▶ [WHAT YOU SHOULD DO] Count the lines in the entries below that contain the string "building", treating uppercase and lowercase as different. Reply with the number alone.

>> begin DATA EXTRACT

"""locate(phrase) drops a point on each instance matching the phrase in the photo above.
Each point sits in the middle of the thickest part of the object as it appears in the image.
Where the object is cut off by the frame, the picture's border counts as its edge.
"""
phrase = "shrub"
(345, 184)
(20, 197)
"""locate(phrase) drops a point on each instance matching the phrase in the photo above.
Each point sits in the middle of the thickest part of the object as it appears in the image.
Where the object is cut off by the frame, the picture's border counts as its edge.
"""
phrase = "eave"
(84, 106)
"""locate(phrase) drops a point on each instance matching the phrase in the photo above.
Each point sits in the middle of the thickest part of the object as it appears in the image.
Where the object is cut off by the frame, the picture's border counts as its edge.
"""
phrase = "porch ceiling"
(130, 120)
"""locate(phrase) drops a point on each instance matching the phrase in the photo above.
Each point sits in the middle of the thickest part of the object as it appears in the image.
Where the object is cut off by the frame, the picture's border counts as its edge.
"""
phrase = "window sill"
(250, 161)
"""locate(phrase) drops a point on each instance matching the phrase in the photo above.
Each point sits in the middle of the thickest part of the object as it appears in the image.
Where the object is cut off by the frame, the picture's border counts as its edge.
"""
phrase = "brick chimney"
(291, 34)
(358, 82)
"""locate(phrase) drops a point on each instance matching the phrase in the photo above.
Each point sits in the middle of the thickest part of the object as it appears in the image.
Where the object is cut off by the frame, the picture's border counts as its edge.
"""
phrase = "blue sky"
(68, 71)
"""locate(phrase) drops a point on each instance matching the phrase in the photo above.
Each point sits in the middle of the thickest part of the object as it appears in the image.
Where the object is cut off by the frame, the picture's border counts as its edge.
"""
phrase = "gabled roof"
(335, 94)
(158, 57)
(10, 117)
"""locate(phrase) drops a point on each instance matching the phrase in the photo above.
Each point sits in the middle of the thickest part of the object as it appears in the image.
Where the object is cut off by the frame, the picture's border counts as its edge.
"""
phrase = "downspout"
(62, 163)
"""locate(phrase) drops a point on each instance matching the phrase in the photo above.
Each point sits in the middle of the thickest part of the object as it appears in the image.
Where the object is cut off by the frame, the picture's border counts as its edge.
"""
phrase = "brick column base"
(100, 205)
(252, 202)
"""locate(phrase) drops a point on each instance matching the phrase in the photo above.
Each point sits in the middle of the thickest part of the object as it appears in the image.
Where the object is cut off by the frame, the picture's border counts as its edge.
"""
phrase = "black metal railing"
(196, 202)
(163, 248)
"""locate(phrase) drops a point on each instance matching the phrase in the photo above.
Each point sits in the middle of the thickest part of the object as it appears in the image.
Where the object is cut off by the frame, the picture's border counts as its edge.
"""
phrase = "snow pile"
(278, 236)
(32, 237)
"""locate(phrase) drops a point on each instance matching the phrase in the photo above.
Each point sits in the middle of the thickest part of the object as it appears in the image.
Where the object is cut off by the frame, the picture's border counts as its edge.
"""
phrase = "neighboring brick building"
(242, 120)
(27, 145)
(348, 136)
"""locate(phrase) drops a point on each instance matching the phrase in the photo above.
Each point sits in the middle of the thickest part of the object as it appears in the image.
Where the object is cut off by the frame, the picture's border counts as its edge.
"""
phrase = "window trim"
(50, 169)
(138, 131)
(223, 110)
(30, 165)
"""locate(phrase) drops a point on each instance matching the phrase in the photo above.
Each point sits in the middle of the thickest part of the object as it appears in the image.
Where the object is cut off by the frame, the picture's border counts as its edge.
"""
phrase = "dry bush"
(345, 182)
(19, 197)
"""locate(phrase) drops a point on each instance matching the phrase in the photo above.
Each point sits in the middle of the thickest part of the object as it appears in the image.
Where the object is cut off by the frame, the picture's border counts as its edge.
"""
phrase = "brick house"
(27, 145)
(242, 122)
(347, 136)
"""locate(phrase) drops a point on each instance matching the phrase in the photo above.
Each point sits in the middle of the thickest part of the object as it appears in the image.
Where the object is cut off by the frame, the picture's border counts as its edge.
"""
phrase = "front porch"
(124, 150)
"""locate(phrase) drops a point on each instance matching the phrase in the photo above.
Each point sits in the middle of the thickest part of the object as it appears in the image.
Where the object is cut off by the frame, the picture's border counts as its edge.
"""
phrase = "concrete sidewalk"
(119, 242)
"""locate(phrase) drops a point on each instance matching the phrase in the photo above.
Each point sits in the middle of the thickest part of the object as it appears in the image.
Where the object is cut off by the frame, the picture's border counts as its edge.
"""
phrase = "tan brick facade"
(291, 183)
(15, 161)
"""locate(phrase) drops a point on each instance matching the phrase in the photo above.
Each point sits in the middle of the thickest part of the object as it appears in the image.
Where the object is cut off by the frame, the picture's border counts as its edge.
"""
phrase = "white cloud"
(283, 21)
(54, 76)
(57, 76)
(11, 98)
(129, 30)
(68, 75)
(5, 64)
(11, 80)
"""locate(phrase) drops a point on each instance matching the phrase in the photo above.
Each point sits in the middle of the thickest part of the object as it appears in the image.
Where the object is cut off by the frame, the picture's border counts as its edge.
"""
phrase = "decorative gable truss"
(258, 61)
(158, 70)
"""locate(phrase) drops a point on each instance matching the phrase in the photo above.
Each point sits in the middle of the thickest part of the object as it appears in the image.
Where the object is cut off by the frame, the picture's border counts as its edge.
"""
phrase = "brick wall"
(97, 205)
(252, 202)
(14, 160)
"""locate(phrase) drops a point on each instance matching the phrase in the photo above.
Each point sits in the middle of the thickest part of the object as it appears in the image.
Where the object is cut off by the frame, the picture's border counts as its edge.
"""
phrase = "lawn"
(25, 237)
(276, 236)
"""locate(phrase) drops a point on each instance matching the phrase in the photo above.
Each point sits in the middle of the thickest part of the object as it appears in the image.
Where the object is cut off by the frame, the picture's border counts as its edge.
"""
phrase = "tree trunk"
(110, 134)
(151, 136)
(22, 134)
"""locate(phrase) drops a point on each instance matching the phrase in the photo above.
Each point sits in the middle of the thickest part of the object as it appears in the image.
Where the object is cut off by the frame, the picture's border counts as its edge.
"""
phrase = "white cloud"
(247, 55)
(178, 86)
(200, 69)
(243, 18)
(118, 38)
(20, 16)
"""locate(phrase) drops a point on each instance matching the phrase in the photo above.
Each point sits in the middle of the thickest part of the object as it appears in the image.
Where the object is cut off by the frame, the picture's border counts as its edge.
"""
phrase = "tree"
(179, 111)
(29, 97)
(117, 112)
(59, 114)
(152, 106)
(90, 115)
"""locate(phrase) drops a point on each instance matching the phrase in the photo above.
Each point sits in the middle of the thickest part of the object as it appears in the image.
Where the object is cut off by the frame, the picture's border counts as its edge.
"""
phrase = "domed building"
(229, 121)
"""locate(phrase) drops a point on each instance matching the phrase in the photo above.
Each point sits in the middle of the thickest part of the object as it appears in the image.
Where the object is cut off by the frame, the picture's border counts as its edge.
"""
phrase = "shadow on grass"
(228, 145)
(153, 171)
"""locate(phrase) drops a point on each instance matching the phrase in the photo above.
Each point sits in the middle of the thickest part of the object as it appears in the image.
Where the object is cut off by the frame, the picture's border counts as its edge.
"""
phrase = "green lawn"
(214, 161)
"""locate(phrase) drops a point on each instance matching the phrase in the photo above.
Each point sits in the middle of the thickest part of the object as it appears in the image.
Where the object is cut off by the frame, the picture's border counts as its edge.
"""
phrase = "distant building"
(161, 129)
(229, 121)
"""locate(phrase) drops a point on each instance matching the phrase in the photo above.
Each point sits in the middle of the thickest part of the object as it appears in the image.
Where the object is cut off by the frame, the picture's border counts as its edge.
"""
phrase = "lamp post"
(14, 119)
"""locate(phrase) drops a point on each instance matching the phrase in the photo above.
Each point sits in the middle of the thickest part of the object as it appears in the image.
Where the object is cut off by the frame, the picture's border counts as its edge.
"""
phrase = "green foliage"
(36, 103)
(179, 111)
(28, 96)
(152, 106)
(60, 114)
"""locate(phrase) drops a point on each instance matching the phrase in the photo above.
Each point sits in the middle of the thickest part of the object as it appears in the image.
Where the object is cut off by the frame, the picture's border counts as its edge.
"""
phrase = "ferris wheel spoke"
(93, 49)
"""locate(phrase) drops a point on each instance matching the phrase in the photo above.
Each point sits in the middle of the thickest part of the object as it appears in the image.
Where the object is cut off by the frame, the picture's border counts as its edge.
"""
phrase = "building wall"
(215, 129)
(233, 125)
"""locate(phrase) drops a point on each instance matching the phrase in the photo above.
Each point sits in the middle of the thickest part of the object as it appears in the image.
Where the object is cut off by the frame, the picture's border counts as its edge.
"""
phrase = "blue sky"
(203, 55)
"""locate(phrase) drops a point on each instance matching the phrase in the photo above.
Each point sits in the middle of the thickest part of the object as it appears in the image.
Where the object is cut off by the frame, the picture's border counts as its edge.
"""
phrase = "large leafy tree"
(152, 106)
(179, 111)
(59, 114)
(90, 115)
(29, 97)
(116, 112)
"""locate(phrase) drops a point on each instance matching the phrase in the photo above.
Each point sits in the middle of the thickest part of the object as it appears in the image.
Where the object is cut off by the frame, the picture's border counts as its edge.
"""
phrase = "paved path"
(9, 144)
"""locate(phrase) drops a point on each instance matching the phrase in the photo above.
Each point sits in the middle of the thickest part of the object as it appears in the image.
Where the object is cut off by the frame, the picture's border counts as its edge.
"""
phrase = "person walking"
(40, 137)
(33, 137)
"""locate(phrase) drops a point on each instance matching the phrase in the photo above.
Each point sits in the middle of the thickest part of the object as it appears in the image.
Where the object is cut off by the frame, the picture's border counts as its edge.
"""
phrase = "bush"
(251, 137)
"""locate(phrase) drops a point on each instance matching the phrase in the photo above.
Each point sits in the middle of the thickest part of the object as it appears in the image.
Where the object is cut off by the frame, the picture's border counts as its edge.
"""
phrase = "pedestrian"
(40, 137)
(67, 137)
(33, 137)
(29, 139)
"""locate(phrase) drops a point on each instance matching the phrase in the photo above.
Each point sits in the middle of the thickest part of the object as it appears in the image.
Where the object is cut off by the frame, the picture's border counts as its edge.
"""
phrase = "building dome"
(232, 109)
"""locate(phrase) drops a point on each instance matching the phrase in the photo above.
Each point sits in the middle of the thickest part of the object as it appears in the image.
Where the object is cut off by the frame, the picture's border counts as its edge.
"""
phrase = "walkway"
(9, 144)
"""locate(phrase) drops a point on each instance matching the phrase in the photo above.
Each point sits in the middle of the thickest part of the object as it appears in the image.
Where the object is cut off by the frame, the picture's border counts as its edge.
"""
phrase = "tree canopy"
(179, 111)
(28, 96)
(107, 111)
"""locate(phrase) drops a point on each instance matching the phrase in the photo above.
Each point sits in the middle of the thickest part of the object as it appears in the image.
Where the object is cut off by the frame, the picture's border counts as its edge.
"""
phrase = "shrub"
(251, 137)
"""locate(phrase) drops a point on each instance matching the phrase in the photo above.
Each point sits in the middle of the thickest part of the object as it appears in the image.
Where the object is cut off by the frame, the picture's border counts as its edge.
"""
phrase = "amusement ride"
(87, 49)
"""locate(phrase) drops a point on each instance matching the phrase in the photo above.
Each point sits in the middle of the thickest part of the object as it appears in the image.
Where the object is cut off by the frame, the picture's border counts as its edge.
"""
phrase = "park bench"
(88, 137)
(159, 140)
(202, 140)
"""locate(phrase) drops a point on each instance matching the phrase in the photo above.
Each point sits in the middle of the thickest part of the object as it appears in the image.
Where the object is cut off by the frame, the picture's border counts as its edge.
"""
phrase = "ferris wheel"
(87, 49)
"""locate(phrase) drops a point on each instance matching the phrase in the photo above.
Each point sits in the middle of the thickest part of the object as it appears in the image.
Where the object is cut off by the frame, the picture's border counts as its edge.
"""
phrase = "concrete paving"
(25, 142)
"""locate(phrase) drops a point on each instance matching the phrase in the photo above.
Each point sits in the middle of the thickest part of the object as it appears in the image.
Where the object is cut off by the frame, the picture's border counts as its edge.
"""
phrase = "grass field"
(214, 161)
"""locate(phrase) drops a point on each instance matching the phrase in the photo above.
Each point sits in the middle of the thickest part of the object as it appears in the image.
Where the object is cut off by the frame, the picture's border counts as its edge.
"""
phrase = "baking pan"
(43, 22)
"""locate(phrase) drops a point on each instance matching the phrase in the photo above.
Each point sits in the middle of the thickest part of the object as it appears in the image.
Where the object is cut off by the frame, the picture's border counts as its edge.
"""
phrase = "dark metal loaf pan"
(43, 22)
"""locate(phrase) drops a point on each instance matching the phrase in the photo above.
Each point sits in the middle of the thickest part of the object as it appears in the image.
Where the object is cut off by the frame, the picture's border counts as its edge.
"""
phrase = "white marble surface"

>> end DATA EXTRACT

▶ [FULL ANSWER] 5